[Problem set]:
[a] Decide whether each statement below agrees with the environmental assessment regulations that follow. Answer yes or no for each and quote the deciding words. (i) Significant socioeconomic impacts by themselves are enough to require an EIS. (ii) The depository chosen for documents should be open beyond normal business hours. (iii) Significant beneficial effects do not need to be addressed.
[b] Pick up the environmental assessment regulations after their final sentence and continue them in the same style.

[Text provided]:
※ ※ ※

Documents incorporated into the EA or FNSI by reference will be available for public review. Where possible, use of public libraries and a list of POCs for supportive documents is encouraged. A depository should be chosen which is open beyond normal business hours. To the extent possible, the WWW should also be used to increase public availability of documents.

§651.38   Existing environmental assessments.

EAs are dynamic documents. To ensure that the described setting, actions, and effects remain substantially accurate, the proponent or installation Environmental Officer is encouraged to periodically review existing documentation that is still relevant or supporting current action. If an action is not yet completed, substantial changes in the proposed action may require supplementation, as specified in §651.5 (g).

§651.39   Significance.

(a) If the proposed action may or will result in significant impacts to the environment, an EIS is prepared to provide more comprehensive analyses and conclusions about the impacts. Significant impacts of socioeconomic consequence alone do not merit an EIS.

(b) Significance of impacts is determined by examining both the context and intensity of the proposed action (40 CFR 1508.27). The analysis should establish, by resource category, the threshold at which significance is reached. For example, an action that would violate existing pollution standards; cause water, air, noise, soil, or underground pollution; impair visibility for substantial periods; or cause irreparable harm to animal or plant life could be determined significant. Significant beneficial effects also occur and must be addressed, if applicable.

※ ※ ※

[Data extract]:
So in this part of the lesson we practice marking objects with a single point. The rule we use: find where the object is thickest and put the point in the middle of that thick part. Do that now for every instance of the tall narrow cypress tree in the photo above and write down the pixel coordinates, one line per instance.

※ ※ ※

[Answer section]:
[a]
(i) No: "Significant impacts of socioeconomic consequence alone do not merit an EIS."
(ii) Yes: "A depository should be chosen which is open beyond normal business hours."
(iii) No: "Significant beneficial effects also occur and must be addressed, if applicable."

[b]
(c) The proponent should use appropriate methods to identify and ascertain the “significance” of impacts. The use of simple analytical tools, which are subject to independent peer review, fully documented, and available to the public, is encouraged.4 In particular, where impacts are unknown or are suspected to be of public interest, public involvement should be initiated early in the EA (scoping) process.

4EIFS is one such Army system for evaluating regional economic impacts under NEPA. This system is mandated, as Army policy, for use in NEPA analyses. Other similar tools may be mandated for use in the Army, and will be documented in guidance published pursuant to this part.